» **PASSAGE SHOWN**:

+ + + +

Yet another anti-government activist was beaten up in Yerevan late on Saturday one day after publicly defying violent reprisals which a senior Armenian police official has threatened against individuals offending President Serzh Sarkisian.
Vaghinak Shushanian was attacked and injured by unknown men in the city center. He posted photographs of his bloodied face on the Internet before receiving medical aid in hospital later in the evening.
“Two young men approached me and said, ‘Was it you, bastard, who swore at the president yesterday? So take it,’” Shushanian said on Monday. “They toppled me before I could respond and kicked and punched me for about two minutes.”
The non-partisan activist spoke to RFE/RL’s Armenian service (Azatutyun.am) after being examined by forensic medics as part of a criminal investigation ordered by the police over the weekend. The police reported no arrests in connection with the incident as of Monday evening. A police spokesman said the inquiry is still underway, refusing to give any details.

+ + + +

» **Saved entries**:
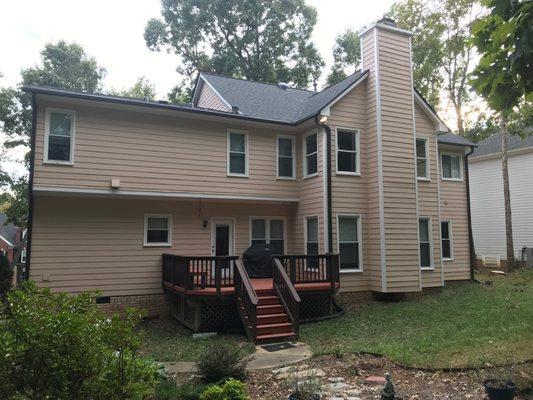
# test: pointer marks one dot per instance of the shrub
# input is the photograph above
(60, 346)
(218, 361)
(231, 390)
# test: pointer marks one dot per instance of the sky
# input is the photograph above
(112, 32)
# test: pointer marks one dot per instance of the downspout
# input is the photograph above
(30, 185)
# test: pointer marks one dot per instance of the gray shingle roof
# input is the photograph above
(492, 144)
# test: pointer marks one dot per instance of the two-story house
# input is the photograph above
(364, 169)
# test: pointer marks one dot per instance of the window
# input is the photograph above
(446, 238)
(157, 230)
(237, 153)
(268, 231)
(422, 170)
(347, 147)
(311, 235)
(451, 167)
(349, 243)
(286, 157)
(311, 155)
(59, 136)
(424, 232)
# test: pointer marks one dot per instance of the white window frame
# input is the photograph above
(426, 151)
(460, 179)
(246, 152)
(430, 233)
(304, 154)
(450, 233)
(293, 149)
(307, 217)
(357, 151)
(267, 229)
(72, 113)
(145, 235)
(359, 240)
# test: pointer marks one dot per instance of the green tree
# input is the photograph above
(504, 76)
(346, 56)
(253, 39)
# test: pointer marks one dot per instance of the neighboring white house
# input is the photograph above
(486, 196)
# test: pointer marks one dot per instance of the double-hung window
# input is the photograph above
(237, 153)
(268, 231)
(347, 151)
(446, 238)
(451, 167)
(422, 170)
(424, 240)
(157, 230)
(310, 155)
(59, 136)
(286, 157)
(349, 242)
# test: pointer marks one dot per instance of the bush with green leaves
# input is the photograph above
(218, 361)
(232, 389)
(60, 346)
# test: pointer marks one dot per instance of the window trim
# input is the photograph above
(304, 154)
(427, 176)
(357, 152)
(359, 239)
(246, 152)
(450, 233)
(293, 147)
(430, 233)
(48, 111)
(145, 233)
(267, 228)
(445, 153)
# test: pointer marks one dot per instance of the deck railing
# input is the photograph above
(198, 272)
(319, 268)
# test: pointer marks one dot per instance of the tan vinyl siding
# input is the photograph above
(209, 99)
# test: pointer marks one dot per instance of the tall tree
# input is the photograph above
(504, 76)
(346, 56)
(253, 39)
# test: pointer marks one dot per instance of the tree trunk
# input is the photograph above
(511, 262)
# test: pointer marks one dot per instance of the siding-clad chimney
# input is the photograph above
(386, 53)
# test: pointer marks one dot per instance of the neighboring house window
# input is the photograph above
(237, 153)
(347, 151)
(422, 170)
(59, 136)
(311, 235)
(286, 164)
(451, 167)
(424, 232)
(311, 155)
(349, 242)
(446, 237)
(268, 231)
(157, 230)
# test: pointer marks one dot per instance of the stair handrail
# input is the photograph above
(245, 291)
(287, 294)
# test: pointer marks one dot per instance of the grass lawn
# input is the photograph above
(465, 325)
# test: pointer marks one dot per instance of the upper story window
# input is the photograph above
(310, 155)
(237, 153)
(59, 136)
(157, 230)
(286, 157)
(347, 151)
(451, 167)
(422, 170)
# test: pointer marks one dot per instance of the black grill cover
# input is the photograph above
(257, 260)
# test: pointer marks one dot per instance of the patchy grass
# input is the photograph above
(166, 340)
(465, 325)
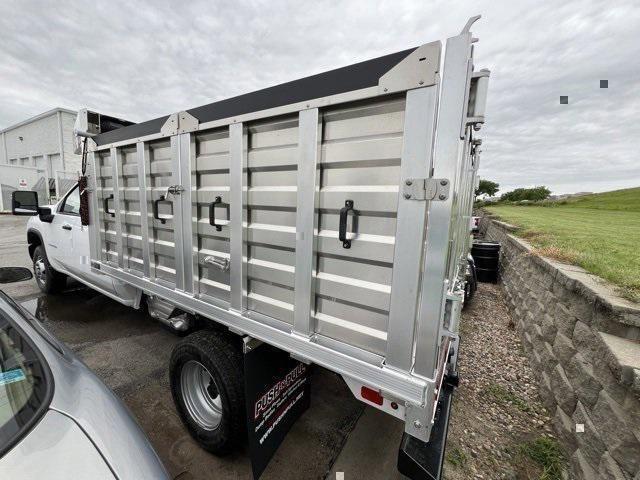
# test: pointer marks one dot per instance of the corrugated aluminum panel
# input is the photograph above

+ + + +

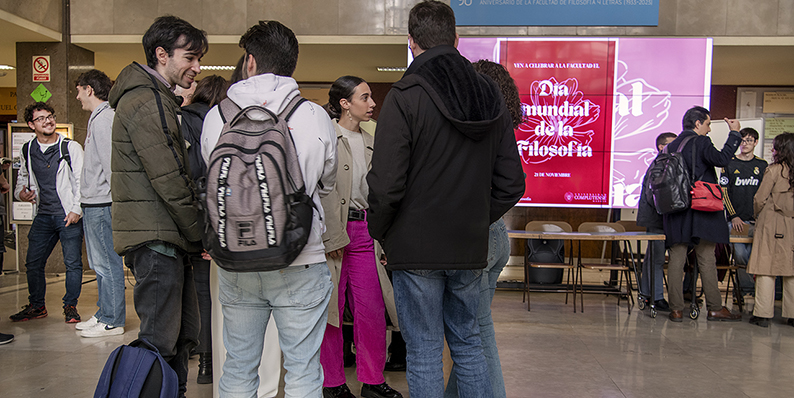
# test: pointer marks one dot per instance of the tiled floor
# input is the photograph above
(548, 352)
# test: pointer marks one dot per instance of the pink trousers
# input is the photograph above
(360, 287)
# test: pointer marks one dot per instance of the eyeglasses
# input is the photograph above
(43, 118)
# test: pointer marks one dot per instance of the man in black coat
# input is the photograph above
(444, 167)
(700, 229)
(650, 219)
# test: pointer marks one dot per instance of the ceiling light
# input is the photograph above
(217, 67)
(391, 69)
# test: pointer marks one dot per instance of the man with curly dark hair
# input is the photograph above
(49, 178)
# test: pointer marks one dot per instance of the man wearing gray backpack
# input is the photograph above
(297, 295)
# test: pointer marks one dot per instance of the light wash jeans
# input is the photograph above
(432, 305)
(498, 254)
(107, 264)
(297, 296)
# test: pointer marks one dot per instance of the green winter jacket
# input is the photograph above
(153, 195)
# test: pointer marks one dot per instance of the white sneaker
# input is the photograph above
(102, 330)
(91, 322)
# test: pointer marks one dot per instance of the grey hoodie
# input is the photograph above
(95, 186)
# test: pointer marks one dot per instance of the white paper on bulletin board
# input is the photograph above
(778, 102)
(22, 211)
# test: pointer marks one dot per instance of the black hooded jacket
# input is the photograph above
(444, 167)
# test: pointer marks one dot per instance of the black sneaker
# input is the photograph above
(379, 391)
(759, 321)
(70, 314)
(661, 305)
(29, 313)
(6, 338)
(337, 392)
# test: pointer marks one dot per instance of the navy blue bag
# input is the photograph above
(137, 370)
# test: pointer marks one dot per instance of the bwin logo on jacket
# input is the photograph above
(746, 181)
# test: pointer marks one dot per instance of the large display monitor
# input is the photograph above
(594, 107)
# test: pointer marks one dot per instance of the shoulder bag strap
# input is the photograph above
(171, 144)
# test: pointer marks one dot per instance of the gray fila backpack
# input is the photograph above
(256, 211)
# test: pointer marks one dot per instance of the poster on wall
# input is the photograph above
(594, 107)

+ + + +

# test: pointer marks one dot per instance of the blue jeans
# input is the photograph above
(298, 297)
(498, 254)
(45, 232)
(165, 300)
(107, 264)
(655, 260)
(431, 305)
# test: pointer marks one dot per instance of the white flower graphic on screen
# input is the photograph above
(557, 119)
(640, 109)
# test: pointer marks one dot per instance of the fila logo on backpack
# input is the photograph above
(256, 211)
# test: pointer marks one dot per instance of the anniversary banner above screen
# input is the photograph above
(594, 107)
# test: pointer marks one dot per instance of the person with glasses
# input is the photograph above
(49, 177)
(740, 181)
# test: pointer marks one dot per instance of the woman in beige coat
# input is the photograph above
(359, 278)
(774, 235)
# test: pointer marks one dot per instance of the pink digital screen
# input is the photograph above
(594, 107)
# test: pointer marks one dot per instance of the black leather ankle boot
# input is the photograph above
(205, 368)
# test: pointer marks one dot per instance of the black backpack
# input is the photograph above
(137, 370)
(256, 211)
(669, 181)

+ + + +

» **PROMPT 1**: In the report on the Yerevan beating, for about how long did Shushanian say the attackers kicked and punched him?
» **PROMPT 2**: Using the report on the Yerevan beating, explain what reason the attackers gave Shushanian for hitting him.
» **PROMPT 3**: Continue the report on the Yerevan beating from its last sentence.

» **EXERCISE RESPONSE 1**: About two minutes.

» **EXERCISE RESPONSE 2**: The two young men asked whether he was the one who had sworn at the president the day before, then said "So take it" and knocked him down. They framed the beating as punishment for insulting President Serzh Sarkisian.

» **EXERCISE RESPONSE 3**:
Shushanian was among about 100 people who rallied outside Prime Minister Hovik Abrahamian’s office on Friday to protest against sharp increases in the prices of essential goods that followed a depreciation of the Armenian dram. Addressing the crowd, he also denounced Levon Yeranosian, a deputy chief of the national police, for threatening to “cut off the ears” of anyone daring to lambaste President Sarkisian.
Yeranosian made the scandalous remark in a newspaper interview on allegations about his involvement in the December 8 beating of two fellow veterans of the Nagorno-Karabakh war who actively participated in recent opposition rallies in Yerevan. The two men were attacked immediately after dining with Yeranosian at a Yerevan restaurant.
Armenia - President Serzh Sarkisian (C), Armenian police chief Vladimir Gasparian (R) and the commander of interior troops Levon Yeranosian (L) pictured together in Yerevan, 21Jun2014.
One of the prominent veterans, Razmik Petrosian, says that the attackers were Yeranosian’s bodyguards. He claims that the police general, who is also the commander of Armenian interior troops, warned him to stop campaigning for regime change or leave the country.
Yeranosian has not explicitly denied his involvement in the incident, which was followed by separate attacks on another veteran and two opposition politicians. Armenia’s four leading opposition parties demanded his sacking as they boycotted parliament sessions in protest against the attacks last week.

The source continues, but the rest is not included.